Source text Block Start

Civil society of Development and Freedoms

Massive arms deals between the US, Saudi Arabia despite the Yemeni crisis

Y.A
 $55.6 billion worth of weapons were sold by the US to foreign governments in fiscal 2018, reaching a 33-percent increase in comparison to the previous year’s total.
On Tuesday, Lieutenant General Charles Hooper, director of the Defense Security Cooperation Agency, told Reuters  that the US foreign military sales hit 55.6 billion dollars in the fiscal year ending September 30.
A report issued by the Stockholm International Peace Research Institute (SIPRI) said some half of US arms exports during that period have gone to the Middle East, and that Saudi Arabia registered a 225-percent rise in military purchases – almost all from the US and Europe.
According to many reports,the massive arms sales come despite repeated international calls on the US to stop supporting the Saudis with modern weaponry, which the kingdom has used in its devastating war on Yemen
In March 2015, the US -backed –Saudi-led coalition started  a war against Yemen with the declared aim of crushing the Houthi Ansarullah movement, who had taken over from the staunch Riyadh ally and fugitive former president Abd Rabbuh Mansur Hadi, while also seeking to secure the Saudi border with its southern neighbor. Three years and over 600,000 dead and injured Yemeni people and  prevented the patients from travelling abroad for treatment and blocked the entry of medicine into the war-torn country, the war has yielded little to that effect.
Despite the coalition claims that it is bombing the positions of the Ansarullah fighters, Saudi bombers are flattening residential areas and civilian infrastructures.
More than 2,200 others have died of cholera, and the crisis has triggered what the United Nations has described as the world’s worst humanitarian disaster.
However, Saudi Arabia relies strongly on the US in its brutal war on Yemen. Washington has deployed a commando force on the Arab kingdom’s border with Yemen to help destroy arms belonging to Yemen’s popular Houthi Ansarullah movement. Washington has also provided logistical support and aerial refueling..
The White House has also been criticized by both human rights groups and US lawmakers in Congress from both political parties for allowing its Saudi ally to bomb Yemen.
Washington has denied it is directly supplying the Saudis with weapons in the war but numerous reports have suggested that US arms have played a part in massive civilian casualties.

Source text Block End
Records shown Block Start

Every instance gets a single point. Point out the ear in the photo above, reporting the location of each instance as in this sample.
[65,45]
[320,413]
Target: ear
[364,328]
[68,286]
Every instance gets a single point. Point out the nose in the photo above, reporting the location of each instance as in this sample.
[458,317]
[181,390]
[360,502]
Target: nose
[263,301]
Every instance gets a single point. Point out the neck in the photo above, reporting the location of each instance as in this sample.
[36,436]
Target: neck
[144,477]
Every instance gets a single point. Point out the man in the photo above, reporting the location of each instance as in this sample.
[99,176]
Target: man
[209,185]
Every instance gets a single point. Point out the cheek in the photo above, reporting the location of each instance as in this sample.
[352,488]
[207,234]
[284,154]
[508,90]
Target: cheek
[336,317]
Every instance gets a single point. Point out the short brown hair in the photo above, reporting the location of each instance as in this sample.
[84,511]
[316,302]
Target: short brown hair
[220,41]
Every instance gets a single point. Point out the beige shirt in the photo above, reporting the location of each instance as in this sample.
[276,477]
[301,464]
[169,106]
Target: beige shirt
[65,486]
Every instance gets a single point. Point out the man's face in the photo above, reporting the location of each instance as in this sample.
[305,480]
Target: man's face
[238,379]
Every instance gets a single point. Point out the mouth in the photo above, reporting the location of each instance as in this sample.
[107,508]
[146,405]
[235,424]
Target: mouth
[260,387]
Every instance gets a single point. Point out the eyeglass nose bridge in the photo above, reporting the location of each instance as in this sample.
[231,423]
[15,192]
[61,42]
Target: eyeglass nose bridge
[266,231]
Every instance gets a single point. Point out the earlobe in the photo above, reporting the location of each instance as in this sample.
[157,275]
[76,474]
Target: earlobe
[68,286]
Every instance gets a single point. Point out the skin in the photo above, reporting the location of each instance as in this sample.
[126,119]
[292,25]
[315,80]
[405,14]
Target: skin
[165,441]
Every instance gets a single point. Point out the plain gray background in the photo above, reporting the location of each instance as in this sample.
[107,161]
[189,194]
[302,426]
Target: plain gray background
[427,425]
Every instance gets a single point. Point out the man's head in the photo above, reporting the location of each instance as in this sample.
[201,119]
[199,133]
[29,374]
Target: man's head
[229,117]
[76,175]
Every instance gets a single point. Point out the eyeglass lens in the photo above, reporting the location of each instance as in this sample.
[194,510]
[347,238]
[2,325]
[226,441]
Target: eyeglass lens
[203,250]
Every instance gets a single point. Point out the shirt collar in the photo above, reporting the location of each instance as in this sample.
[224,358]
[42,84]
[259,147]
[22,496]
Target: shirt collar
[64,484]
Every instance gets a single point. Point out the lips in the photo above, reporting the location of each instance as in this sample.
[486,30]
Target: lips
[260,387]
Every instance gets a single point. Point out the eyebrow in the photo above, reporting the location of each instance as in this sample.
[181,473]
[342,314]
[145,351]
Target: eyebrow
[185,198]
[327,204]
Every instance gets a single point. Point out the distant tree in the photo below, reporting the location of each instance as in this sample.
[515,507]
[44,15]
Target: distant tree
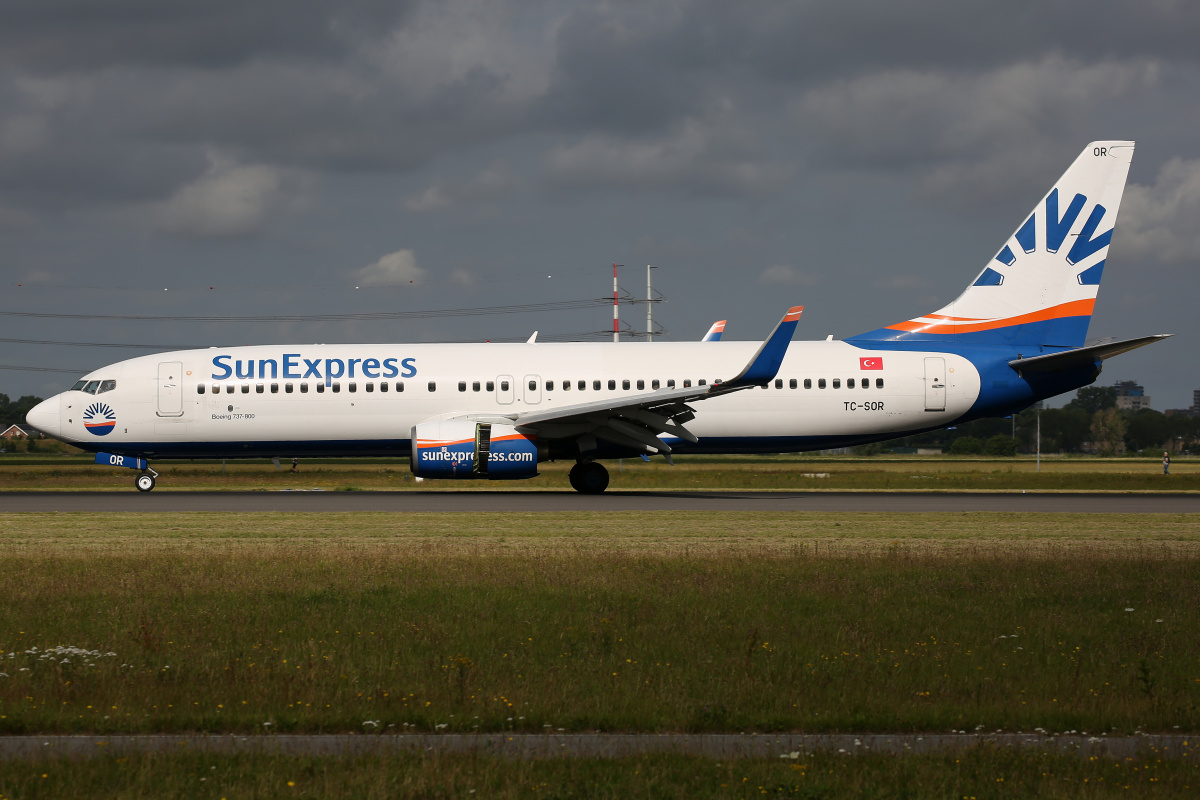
[1000,445]
[13,411]
[966,446]
[1091,400]
[1108,432]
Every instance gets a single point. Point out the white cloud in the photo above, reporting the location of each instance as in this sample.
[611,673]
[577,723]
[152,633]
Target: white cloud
[228,200]
[394,268]
[1159,222]
[784,275]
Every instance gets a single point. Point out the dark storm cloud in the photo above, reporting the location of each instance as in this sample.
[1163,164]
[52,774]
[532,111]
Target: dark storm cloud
[57,36]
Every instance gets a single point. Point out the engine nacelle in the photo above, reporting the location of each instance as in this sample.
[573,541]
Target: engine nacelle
[461,449]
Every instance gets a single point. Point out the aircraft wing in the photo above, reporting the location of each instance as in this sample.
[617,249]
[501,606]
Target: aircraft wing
[1084,355]
[639,420]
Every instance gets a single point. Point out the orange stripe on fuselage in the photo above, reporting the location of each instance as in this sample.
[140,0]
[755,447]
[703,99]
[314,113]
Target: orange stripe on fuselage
[1073,308]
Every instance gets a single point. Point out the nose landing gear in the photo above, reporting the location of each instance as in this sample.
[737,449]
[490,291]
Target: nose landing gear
[588,477]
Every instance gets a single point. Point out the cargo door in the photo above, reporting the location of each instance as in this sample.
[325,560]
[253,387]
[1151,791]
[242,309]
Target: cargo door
[935,384]
[171,389]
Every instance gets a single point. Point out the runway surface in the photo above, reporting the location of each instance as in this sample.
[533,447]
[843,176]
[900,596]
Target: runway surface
[594,745]
[511,501]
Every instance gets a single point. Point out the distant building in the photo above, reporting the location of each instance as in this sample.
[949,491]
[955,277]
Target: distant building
[1131,396]
[15,432]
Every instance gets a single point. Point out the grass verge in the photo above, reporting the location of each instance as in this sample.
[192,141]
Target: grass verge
[982,774]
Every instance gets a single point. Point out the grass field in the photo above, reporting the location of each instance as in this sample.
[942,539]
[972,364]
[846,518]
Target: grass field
[982,775]
[807,473]
[377,623]
[619,621]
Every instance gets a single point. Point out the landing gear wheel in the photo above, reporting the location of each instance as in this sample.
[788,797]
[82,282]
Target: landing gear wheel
[588,477]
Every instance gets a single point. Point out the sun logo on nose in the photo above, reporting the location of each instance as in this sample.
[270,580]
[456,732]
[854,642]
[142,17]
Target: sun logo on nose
[100,419]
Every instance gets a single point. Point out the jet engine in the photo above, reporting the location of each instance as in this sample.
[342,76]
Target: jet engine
[462,449]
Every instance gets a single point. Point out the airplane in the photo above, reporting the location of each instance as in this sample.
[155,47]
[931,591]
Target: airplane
[495,411]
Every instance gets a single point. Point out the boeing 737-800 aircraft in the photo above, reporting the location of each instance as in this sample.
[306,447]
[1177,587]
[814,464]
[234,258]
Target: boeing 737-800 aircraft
[1014,336]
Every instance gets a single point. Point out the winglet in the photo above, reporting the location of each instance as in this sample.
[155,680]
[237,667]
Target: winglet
[714,332]
[766,361]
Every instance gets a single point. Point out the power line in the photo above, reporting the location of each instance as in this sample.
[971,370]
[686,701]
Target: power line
[483,311]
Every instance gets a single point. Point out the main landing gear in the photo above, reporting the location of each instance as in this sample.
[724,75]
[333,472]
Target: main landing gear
[145,480]
[588,477]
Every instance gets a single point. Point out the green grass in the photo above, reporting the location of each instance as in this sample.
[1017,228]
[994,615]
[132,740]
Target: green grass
[978,775]
[619,621]
[803,473]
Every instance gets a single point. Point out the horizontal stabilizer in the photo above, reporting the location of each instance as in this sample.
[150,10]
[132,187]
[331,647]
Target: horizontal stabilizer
[1083,356]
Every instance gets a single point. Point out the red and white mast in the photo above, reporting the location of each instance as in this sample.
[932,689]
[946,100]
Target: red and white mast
[616,320]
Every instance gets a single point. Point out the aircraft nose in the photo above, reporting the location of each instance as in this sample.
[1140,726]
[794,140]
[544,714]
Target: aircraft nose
[45,416]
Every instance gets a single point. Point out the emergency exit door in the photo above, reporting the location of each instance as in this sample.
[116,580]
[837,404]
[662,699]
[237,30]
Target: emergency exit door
[171,389]
[935,384]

Records shown Block End

■ **Exercise**:
In the article on US arms deals with Saudi Arabia, by what percentage did Saudi Arabia's military purchases rise according to the SIPRI report? Rely only on the text about US arms deals with Saudi Arabia.

■ **Result for this task**:
225 percent